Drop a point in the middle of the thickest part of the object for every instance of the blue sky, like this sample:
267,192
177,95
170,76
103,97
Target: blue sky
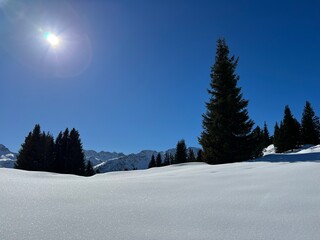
132,75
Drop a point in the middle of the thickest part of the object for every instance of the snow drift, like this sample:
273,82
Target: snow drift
250,200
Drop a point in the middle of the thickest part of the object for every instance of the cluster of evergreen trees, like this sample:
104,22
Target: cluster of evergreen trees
182,155
40,152
227,134
291,134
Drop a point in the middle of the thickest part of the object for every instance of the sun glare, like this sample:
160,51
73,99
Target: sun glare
52,39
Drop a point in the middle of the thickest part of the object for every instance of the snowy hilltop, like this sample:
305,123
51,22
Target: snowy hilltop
247,200
102,161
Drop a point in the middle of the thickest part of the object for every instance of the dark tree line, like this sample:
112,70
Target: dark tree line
291,134
182,155
40,152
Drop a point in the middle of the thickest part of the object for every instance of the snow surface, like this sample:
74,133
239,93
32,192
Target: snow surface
251,200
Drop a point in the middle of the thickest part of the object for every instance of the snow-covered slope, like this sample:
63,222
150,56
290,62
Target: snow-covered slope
97,158
102,161
249,200
137,161
7,158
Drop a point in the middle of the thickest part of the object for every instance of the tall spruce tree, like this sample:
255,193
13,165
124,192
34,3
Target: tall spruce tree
158,160
36,153
266,136
152,162
199,156
76,163
226,124
276,135
289,134
191,156
166,160
181,152
258,144
310,126
89,169
24,158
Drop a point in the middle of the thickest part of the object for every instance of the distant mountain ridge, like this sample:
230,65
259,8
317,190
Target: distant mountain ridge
102,161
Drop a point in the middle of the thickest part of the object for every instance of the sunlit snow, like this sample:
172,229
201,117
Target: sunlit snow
250,200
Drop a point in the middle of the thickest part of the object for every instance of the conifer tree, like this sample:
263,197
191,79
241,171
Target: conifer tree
152,162
171,159
181,152
266,136
166,160
226,124
191,156
24,158
199,156
276,134
76,164
59,153
310,126
258,144
158,160
89,169
289,136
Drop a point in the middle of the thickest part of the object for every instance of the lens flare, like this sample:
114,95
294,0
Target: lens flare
52,39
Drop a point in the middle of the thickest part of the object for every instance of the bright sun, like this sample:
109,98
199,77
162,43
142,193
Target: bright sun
52,39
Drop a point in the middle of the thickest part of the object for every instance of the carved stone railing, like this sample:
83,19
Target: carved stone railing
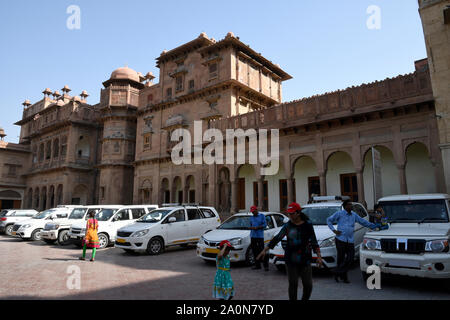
348,100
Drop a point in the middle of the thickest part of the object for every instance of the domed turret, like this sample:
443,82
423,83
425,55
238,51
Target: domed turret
125,73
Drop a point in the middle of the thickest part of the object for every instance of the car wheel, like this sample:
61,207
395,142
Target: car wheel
249,257
155,246
63,237
36,235
281,267
364,275
8,229
103,240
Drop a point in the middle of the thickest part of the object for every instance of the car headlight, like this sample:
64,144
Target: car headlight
138,234
235,241
372,244
437,246
328,243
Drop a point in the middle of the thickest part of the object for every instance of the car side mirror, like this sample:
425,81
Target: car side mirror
172,219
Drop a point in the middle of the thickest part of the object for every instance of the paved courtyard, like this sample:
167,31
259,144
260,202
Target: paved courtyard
35,270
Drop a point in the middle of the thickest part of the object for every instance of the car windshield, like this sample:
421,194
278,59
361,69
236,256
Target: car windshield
77,213
105,214
416,211
153,216
236,223
44,214
319,215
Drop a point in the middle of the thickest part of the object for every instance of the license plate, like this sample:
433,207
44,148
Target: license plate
404,263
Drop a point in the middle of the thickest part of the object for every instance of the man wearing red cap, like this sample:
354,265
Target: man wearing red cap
257,225
301,240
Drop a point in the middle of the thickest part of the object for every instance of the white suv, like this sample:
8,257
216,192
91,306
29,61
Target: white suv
31,228
236,230
318,213
110,219
10,216
167,226
417,241
59,231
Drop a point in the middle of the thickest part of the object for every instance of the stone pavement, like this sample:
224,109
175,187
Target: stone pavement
35,270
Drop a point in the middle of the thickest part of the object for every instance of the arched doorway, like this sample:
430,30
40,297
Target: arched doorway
165,192
80,195
51,196
59,195
177,190
420,176
341,176
389,175
245,188
10,199
306,179
224,190
190,189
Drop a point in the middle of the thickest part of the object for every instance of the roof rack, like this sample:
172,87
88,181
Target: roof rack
330,198
177,204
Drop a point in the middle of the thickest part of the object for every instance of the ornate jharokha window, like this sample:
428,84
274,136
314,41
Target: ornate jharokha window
147,141
179,83
213,70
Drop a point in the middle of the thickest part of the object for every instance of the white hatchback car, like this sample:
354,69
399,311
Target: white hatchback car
318,214
31,228
236,230
110,219
417,241
9,217
167,226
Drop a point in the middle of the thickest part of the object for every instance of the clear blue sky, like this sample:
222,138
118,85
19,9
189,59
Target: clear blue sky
324,45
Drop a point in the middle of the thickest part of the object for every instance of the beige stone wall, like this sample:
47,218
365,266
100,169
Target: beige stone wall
437,39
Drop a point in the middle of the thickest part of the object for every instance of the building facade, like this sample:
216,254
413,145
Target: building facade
118,151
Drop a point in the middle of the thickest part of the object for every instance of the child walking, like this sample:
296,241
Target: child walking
91,238
223,284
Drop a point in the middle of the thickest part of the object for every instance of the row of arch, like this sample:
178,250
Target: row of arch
45,197
244,187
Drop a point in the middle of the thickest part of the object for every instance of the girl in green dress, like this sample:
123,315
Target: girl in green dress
223,284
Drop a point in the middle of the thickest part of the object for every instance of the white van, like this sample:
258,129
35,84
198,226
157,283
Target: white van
417,241
9,217
31,228
59,231
110,219
167,226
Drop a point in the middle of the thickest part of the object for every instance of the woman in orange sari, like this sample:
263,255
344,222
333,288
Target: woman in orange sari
91,238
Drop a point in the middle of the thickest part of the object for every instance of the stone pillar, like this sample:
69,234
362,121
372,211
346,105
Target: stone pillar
360,183
260,193
290,189
402,179
234,184
323,183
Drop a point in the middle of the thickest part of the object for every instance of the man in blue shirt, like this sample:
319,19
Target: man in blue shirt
345,243
257,225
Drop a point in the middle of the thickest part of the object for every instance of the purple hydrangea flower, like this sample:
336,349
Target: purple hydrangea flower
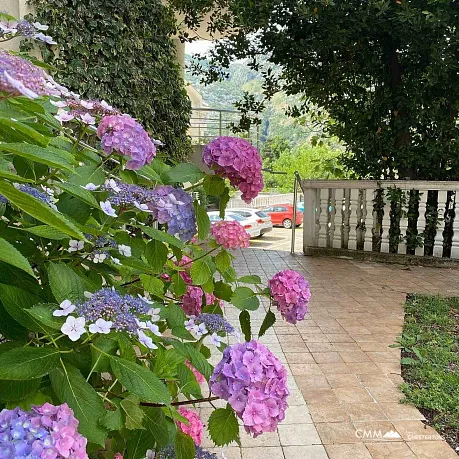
++++++++
> **YOUR GOAL**
What is the number of lines in the entries above that contain the word "flower"? Answer with that number only.

> **EXERCISE OUTPUT**
2